Task material Start Marker

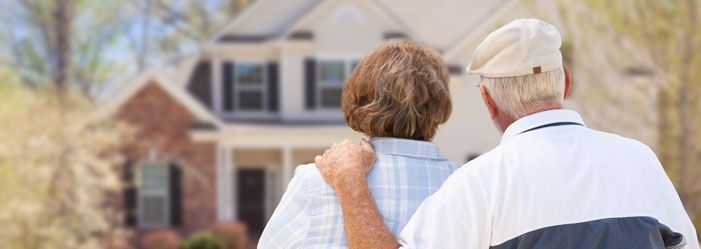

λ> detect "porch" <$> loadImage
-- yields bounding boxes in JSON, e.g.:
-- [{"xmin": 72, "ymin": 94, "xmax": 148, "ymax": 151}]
[{"xmin": 191, "ymin": 123, "xmax": 363, "ymax": 237}]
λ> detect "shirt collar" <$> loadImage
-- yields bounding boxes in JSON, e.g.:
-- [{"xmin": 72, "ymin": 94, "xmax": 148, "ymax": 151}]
[
  {"xmin": 500, "ymin": 109, "xmax": 586, "ymax": 144},
  {"xmin": 369, "ymin": 137, "xmax": 447, "ymax": 160}
]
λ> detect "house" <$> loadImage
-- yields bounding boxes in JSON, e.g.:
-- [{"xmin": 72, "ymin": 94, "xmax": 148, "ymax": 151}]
[{"xmin": 99, "ymin": 0, "xmax": 558, "ymax": 245}]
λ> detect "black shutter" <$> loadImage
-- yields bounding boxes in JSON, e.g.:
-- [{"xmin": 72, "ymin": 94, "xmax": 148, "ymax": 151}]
[
  {"xmin": 123, "ymin": 159, "xmax": 138, "ymax": 226},
  {"xmin": 223, "ymin": 61, "xmax": 235, "ymax": 112},
  {"xmin": 304, "ymin": 58, "xmax": 317, "ymax": 110},
  {"xmin": 267, "ymin": 62, "xmax": 279, "ymax": 112},
  {"xmin": 169, "ymin": 163, "xmax": 182, "ymax": 226}
]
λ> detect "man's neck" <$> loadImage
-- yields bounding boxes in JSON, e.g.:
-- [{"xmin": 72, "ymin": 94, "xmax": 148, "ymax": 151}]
[{"xmin": 498, "ymin": 105, "xmax": 563, "ymax": 132}]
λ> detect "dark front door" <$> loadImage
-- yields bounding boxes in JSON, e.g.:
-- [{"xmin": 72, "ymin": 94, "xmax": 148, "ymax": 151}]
[{"xmin": 237, "ymin": 168, "xmax": 266, "ymax": 237}]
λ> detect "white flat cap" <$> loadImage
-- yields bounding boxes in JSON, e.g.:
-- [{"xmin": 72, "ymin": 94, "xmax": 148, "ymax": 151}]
[{"xmin": 467, "ymin": 19, "xmax": 562, "ymax": 77}]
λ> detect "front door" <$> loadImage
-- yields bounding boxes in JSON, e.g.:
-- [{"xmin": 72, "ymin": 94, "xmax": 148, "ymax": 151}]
[{"xmin": 237, "ymin": 168, "xmax": 266, "ymax": 237}]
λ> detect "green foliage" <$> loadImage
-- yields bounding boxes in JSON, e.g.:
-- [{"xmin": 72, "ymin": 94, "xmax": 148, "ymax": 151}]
[
  {"xmin": 211, "ymin": 221, "xmax": 247, "ymax": 249},
  {"xmin": 0, "ymin": 0, "xmax": 253, "ymax": 97},
  {"xmin": 0, "ymin": 82, "xmax": 132, "ymax": 248},
  {"xmin": 1, "ymin": 0, "xmax": 129, "ymax": 94},
  {"xmin": 555, "ymin": 0, "xmax": 701, "ymax": 236},
  {"xmin": 180, "ymin": 232, "xmax": 226, "ymax": 249},
  {"xmin": 143, "ymin": 229, "xmax": 182, "ymax": 249}
]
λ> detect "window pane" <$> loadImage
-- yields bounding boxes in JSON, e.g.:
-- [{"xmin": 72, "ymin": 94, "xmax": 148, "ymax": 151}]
[
  {"xmin": 141, "ymin": 196, "xmax": 166, "ymax": 225},
  {"xmin": 141, "ymin": 164, "xmax": 168, "ymax": 192},
  {"xmin": 236, "ymin": 63, "xmax": 264, "ymax": 85},
  {"xmin": 319, "ymin": 61, "xmax": 345, "ymax": 86},
  {"xmin": 350, "ymin": 61, "xmax": 359, "ymax": 72},
  {"xmin": 321, "ymin": 87, "xmax": 342, "ymax": 108},
  {"xmin": 238, "ymin": 90, "xmax": 263, "ymax": 110}
]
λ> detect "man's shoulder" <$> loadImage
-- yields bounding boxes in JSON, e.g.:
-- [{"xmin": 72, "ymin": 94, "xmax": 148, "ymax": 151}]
[{"xmin": 584, "ymin": 128, "xmax": 656, "ymax": 155}]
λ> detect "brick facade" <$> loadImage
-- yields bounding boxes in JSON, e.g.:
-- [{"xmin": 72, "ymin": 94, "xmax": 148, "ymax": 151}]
[{"xmin": 116, "ymin": 81, "xmax": 217, "ymax": 238}]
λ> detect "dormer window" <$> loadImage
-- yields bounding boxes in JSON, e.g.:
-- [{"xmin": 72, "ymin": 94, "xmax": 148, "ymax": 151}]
[
  {"xmin": 236, "ymin": 63, "xmax": 266, "ymax": 111},
  {"xmin": 317, "ymin": 59, "xmax": 359, "ymax": 109},
  {"xmin": 221, "ymin": 60, "xmax": 279, "ymax": 117}
]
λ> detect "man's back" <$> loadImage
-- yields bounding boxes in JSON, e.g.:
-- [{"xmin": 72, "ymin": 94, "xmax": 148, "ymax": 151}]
[
  {"xmin": 259, "ymin": 137, "xmax": 458, "ymax": 248},
  {"xmin": 399, "ymin": 109, "xmax": 699, "ymax": 248}
]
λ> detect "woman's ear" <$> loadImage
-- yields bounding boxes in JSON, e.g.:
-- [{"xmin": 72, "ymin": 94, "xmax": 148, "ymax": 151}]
[
  {"xmin": 563, "ymin": 64, "xmax": 573, "ymax": 99},
  {"xmin": 480, "ymin": 84, "xmax": 498, "ymax": 119}
]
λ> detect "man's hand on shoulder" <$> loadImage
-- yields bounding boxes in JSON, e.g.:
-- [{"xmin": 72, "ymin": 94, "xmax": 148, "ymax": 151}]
[
  {"xmin": 314, "ymin": 138, "xmax": 376, "ymax": 189},
  {"xmin": 315, "ymin": 139, "xmax": 398, "ymax": 249}
]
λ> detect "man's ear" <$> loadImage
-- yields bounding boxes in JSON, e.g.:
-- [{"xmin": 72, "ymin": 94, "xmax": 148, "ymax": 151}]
[
  {"xmin": 563, "ymin": 64, "xmax": 572, "ymax": 99},
  {"xmin": 480, "ymin": 84, "xmax": 498, "ymax": 119}
]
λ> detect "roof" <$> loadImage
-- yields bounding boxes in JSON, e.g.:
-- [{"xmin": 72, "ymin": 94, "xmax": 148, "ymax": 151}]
[
  {"xmin": 374, "ymin": 0, "xmax": 510, "ymax": 49},
  {"xmin": 95, "ymin": 69, "xmax": 224, "ymax": 129},
  {"xmin": 210, "ymin": 0, "xmax": 323, "ymax": 42},
  {"xmin": 212, "ymin": 0, "xmax": 512, "ymax": 50}
]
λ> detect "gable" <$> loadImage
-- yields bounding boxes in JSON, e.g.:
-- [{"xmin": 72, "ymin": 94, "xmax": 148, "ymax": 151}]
[
  {"xmin": 117, "ymin": 81, "xmax": 197, "ymax": 129},
  {"xmin": 96, "ymin": 70, "xmax": 223, "ymax": 129},
  {"xmin": 373, "ymin": 0, "xmax": 510, "ymax": 50},
  {"xmin": 212, "ymin": 0, "xmax": 322, "ymax": 41},
  {"xmin": 284, "ymin": 0, "xmax": 411, "ymax": 53},
  {"xmin": 211, "ymin": 0, "xmax": 530, "ymax": 52}
]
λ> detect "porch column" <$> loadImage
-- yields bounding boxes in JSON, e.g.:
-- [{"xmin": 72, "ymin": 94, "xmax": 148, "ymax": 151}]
[
  {"xmin": 282, "ymin": 145, "xmax": 293, "ymax": 190},
  {"xmin": 227, "ymin": 145, "xmax": 237, "ymax": 219},
  {"xmin": 216, "ymin": 143, "xmax": 235, "ymax": 220}
]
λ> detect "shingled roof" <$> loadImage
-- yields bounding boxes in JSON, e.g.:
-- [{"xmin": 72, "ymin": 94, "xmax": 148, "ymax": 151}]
[{"xmin": 212, "ymin": 0, "xmax": 511, "ymax": 50}]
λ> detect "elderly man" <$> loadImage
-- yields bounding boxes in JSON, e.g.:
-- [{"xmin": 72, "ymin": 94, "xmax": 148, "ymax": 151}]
[{"xmin": 314, "ymin": 19, "xmax": 699, "ymax": 249}]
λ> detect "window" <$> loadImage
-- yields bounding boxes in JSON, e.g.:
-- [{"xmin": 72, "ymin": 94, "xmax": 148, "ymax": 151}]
[
  {"xmin": 138, "ymin": 163, "xmax": 170, "ymax": 227},
  {"xmin": 235, "ymin": 63, "xmax": 266, "ymax": 111},
  {"xmin": 318, "ymin": 59, "xmax": 358, "ymax": 108}
]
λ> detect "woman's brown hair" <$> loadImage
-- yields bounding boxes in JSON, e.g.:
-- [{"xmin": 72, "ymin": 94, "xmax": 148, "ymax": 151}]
[{"xmin": 342, "ymin": 40, "xmax": 452, "ymax": 141}]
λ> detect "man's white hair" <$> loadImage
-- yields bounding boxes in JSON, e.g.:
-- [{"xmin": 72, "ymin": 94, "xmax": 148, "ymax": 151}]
[{"xmin": 481, "ymin": 68, "xmax": 565, "ymax": 119}]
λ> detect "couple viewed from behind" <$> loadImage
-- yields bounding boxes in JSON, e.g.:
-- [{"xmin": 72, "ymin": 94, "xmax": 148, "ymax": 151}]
[{"xmin": 259, "ymin": 19, "xmax": 699, "ymax": 249}]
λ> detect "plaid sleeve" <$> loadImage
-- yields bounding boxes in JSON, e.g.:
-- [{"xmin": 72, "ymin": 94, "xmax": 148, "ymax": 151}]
[{"xmin": 258, "ymin": 165, "xmax": 314, "ymax": 249}]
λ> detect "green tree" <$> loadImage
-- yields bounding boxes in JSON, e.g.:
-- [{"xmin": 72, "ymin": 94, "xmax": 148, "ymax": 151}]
[
  {"xmin": 1, "ymin": 0, "xmax": 128, "ymax": 96},
  {"xmin": 0, "ymin": 74, "xmax": 132, "ymax": 248},
  {"xmin": 556, "ymin": 0, "xmax": 701, "ymax": 228},
  {"xmin": 126, "ymin": 0, "xmax": 252, "ymax": 71}
]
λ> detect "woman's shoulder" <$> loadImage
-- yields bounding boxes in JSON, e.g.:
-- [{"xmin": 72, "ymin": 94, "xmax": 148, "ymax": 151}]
[{"xmin": 293, "ymin": 164, "xmax": 334, "ymax": 190}]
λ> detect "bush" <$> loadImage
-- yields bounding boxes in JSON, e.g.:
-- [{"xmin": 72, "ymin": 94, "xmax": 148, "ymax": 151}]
[
  {"xmin": 143, "ymin": 229, "xmax": 181, "ymax": 249},
  {"xmin": 180, "ymin": 232, "xmax": 225, "ymax": 249},
  {"xmin": 211, "ymin": 221, "xmax": 247, "ymax": 249}
]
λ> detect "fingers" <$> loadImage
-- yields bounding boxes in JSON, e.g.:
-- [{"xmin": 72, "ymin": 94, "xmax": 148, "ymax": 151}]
[{"xmin": 314, "ymin": 155, "xmax": 324, "ymax": 166}]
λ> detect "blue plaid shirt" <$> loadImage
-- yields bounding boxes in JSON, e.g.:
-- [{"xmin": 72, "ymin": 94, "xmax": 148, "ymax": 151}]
[{"xmin": 258, "ymin": 137, "xmax": 459, "ymax": 248}]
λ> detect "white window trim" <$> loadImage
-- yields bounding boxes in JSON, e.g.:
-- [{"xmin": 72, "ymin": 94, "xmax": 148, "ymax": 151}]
[
  {"xmin": 316, "ymin": 55, "xmax": 361, "ymax": 110},
  {"xmin": 137, "ymin": 161, "xmax": 171, "ymax": 228},
  {"xmin": 221, "ymin": 59, "xmax": 277, "ymax": 119}
]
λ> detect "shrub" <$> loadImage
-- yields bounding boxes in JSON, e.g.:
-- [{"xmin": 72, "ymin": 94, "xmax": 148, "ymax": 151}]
[
  {"xmin": 143, "ymin": 229, "xmax": 181, "ymax": 249},
  {"xmin": 180, "ymin": 232, "xmax": 225, "ymax": 249},
  {"xmin": 211, "ymin": 221, "xmax": 247, "ymax": 249}
]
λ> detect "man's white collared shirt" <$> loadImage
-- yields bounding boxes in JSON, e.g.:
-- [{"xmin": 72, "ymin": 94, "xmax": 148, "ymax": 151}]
[{"xmin": 399, "ymin": 109, "xmax": 699, "ymax": 249}]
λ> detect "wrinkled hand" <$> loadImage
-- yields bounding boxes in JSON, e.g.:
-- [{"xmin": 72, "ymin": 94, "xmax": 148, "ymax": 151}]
[{"xmin": 315, "ymin": 138, "xmax": 376, "ymax": 188}]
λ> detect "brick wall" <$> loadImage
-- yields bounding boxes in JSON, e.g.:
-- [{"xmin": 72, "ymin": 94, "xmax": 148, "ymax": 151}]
[{"xmin": 116, "ymin": 81, "xmax": 217, "ymax": 239}]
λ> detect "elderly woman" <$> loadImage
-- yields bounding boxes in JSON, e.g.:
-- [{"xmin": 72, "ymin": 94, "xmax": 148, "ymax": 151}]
[{"xmin": 258, "ymin": 40, "xmax": 457, "ymax": 248}]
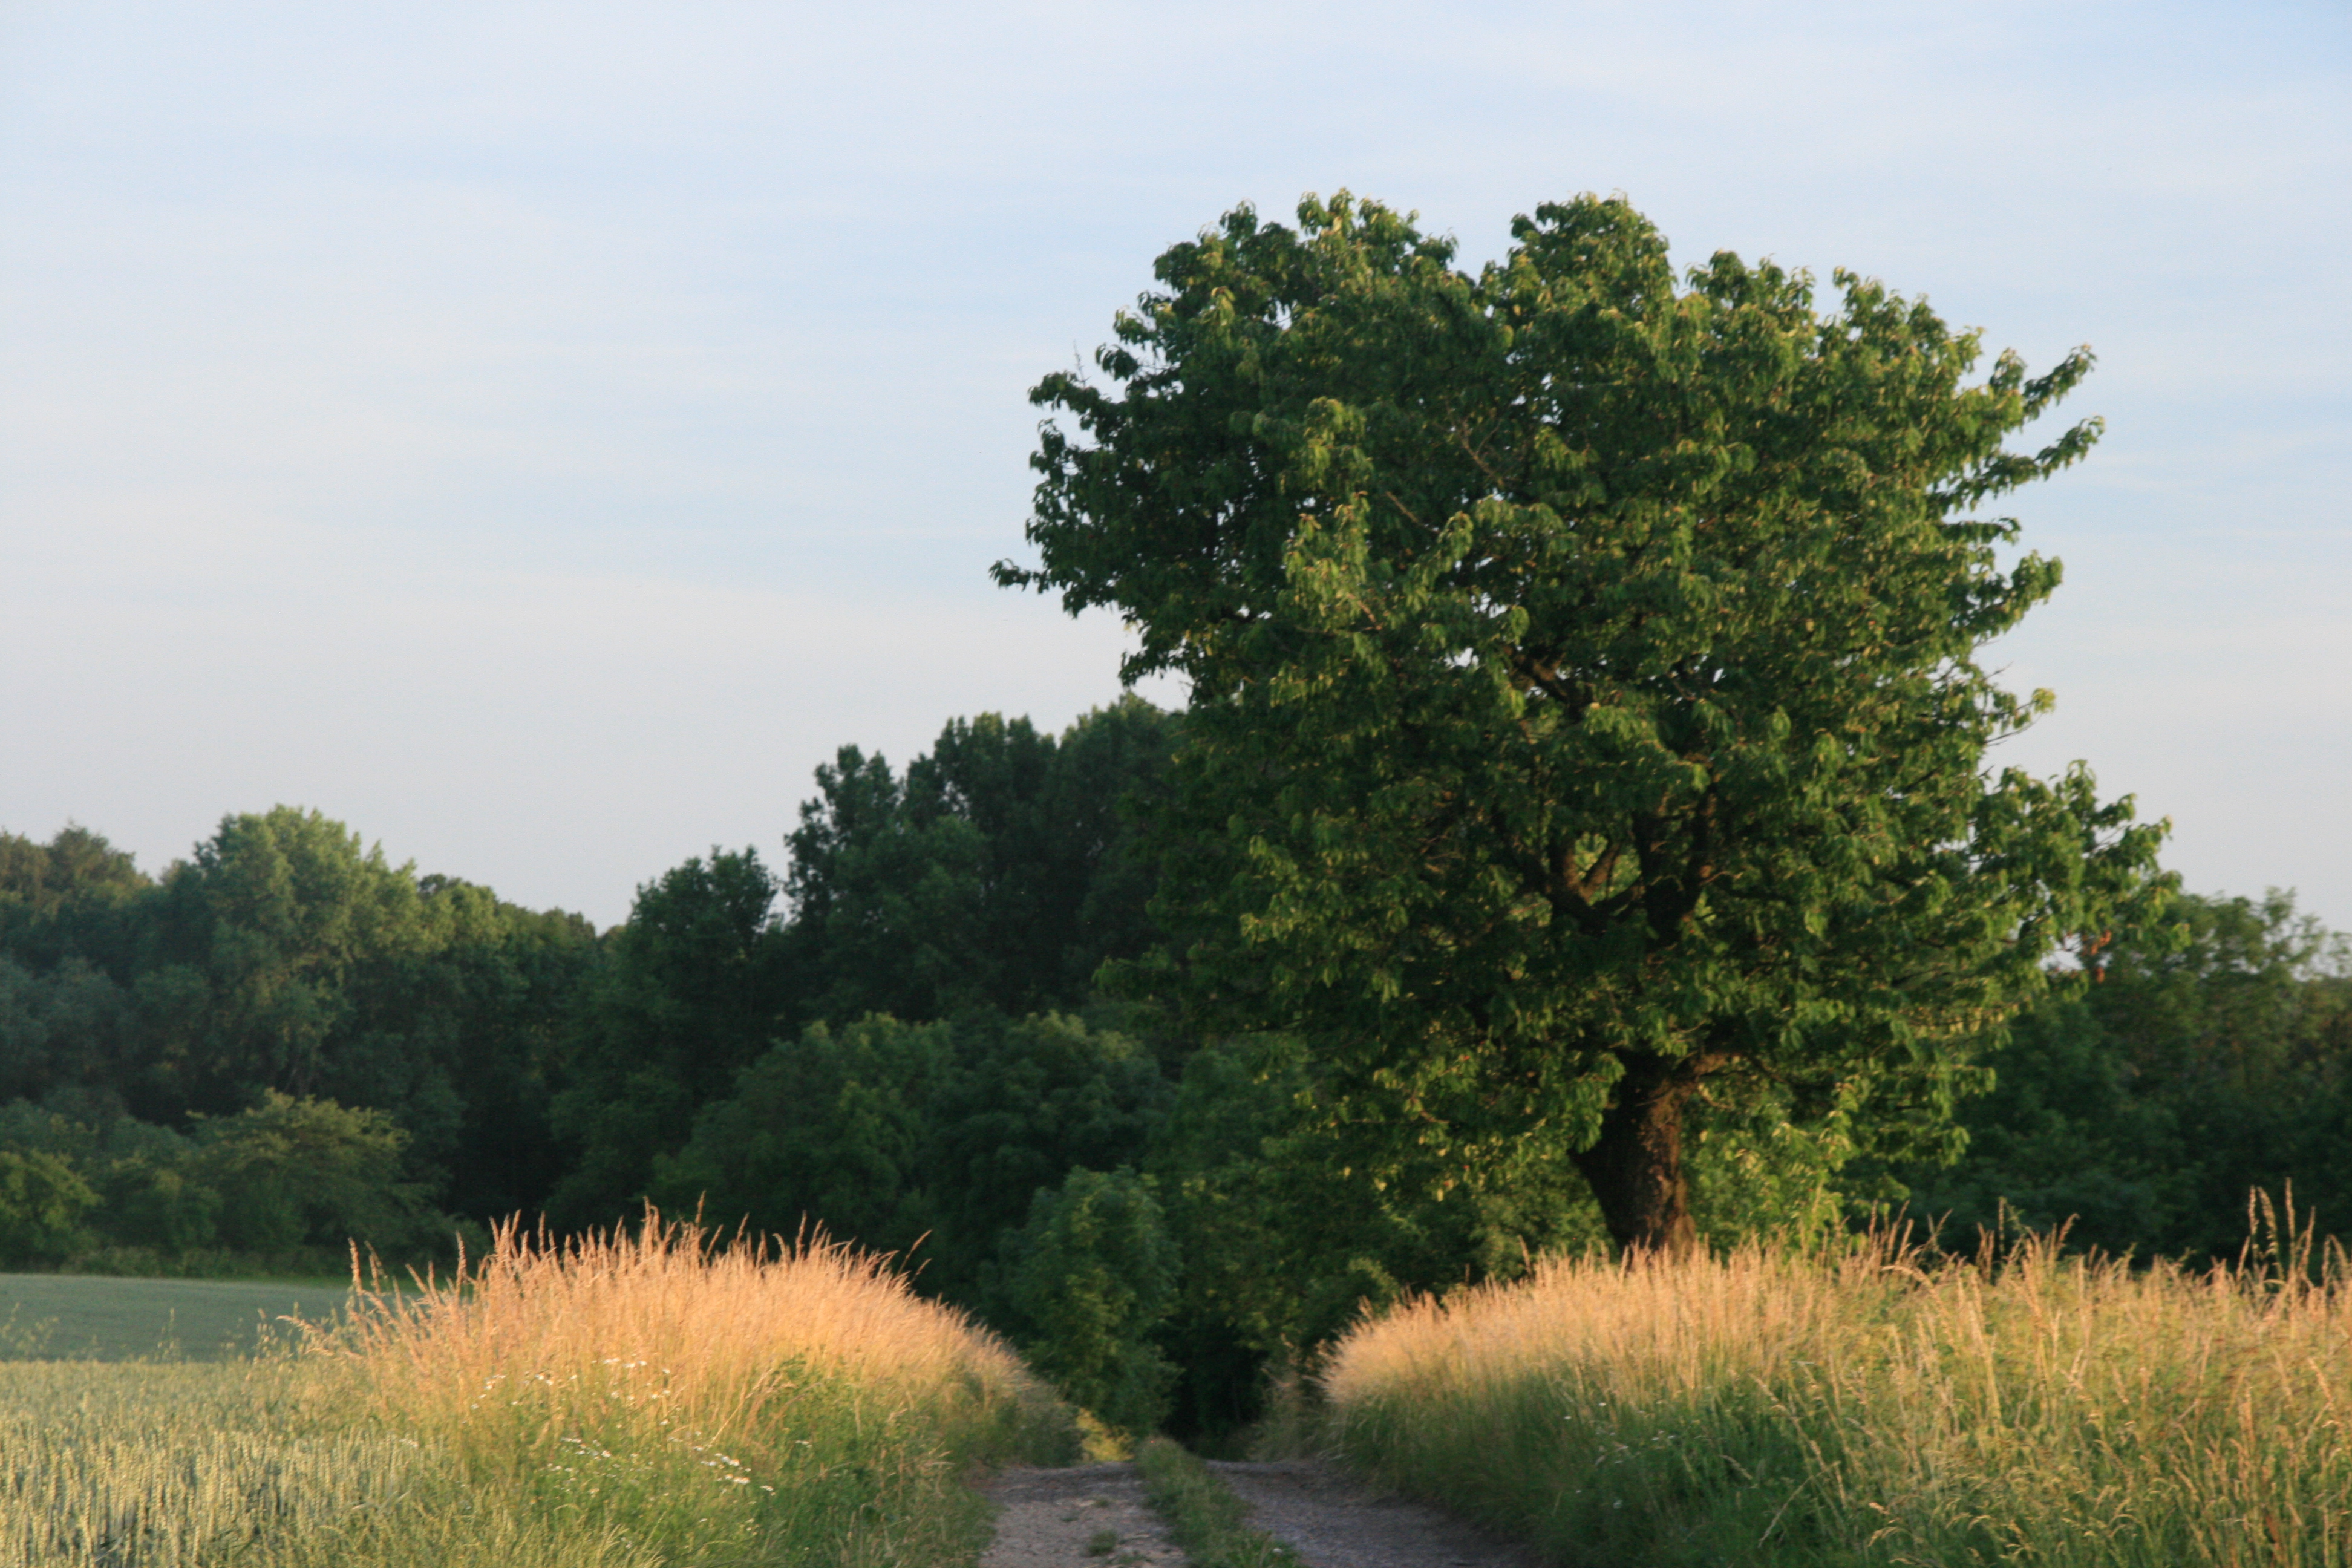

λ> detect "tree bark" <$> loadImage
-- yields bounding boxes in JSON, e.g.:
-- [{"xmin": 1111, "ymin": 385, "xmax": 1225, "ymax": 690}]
[{"xmin": 1570, "ymin": 1051, "xmax": 1699, "ymax": 1257}]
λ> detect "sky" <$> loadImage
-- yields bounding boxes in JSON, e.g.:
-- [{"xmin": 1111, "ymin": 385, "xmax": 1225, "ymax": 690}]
[{"xmin": 2, "ymin": 1, "xmax": 2346, "ymax": 931}]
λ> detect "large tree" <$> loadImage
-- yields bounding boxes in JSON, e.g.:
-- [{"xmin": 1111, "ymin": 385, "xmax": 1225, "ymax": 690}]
[{"xmin": 999, "ymin": 192, "xmax": 2167, "ymax": 1252}]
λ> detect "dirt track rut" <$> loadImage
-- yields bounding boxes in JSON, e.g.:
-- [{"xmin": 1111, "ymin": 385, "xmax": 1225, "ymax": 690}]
[
  {"xmin": 979, "ymin": 1458, "xmax": 1541, "ymax": 1568},
  {"xmin": 980, "ymin": 1461, "xmax": 1184, "ymax": 1567}
]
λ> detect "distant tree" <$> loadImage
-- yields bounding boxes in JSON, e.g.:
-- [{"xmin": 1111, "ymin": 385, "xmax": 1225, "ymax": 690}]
[
  {"xmin": 783, "ymin": 748, "xmax": 995, "ymax": 1022},
  {"xmin": 913, "ymin": 700, "xmax": 1180, "ymax": 1005},
  {"xmin": 139, "ymin": 806, "xmax": 436, "ymax": 1112},
  {"xmin": 0, "ymin": 808, "xmax": 607, "ymax": 1230},
  {"xmin": 87, "ymin": 1117, "xmax": 223, "ymax": 1254},
  {"xmin": 189, "ymin": 1090, "xmax": 438, "ymax": 1255},
  {"xmin": 650, "ymin": 1014, "xmax": 955, "ymax": 1262},
  {"xmin": 781, "ymin": 701, "xmax": 1178, "ymax": 1025},
  {"xmin": 1901, "ymin": 890, "xmax": 2352, "ymax": 1259},
  {"xmin": 546, "ymin": 849, "xmax": 790, "ymax": 1228},
  {"xmin": 927, "ymin": 1011, "xmax": 1172, "ymax": 1288},
  {"xmin": 0, "ymin": 825, "xmax": 149, "ymax": 970},
  {"xmin": 0, "ymin": 1148, "xmax": 97, "ymax": 1266},
  {"xmin": 0, "ymin": 956, "xmax": 136, "ymax": 1110},
  {"xmin": 0, "ymin": 1090, "xmax": 452, "ymax": 1262},
  {"xmin": 1004, "ymin": 191, "xmax": 2167, "ymax": 1252},
  {"xmin": 430, "ymin": 895, "xmax": 602, "ymax": 1223},
  {"xmin": 652, "ymin": 1010, "xmax": 1169, "ymax": 1300}
]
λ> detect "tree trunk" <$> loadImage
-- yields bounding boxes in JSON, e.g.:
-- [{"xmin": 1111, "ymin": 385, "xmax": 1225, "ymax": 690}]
[{"xmin": 1570, "ymin": 1051, "xmax": 1699, "ymax": 1257}]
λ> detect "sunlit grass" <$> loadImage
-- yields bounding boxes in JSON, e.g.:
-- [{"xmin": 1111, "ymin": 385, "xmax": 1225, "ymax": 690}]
[
  {"xmin": 323, "ymin": 1212, "xmax": 1074, "ymax": 1564},
  {"xmin": 0, "ymin": 1214, "xmax": 1072, "ymax": 1566},
  {"xmin": 1321, "ymin": 1217, "xmax": 2352, "ymax": 1566}
]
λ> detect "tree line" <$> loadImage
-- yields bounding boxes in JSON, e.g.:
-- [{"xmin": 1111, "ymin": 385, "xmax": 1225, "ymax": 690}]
[{"xmin": 5, "ymin": 699, "xmax": 2348, "ymax": 1432}]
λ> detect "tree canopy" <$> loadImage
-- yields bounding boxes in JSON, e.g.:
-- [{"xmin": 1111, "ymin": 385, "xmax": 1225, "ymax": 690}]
[
  {"xmin": 1001, "ymin": 191, "xmax": 2168, "ymax": 1250},
  {"xmin": 781, "ymin": 700, "xmax": 1177, "ymax": 1024},
  {"xmin": 1894, "ymin": 889, "xmax": 2352, "ymax": 1259}
]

Task material End Marker

For each line above that contains the word "brick", give the line as it is written.

λ> detect "brick facade" <$> loadImage
λ> detect "brick wall" <$> loadImage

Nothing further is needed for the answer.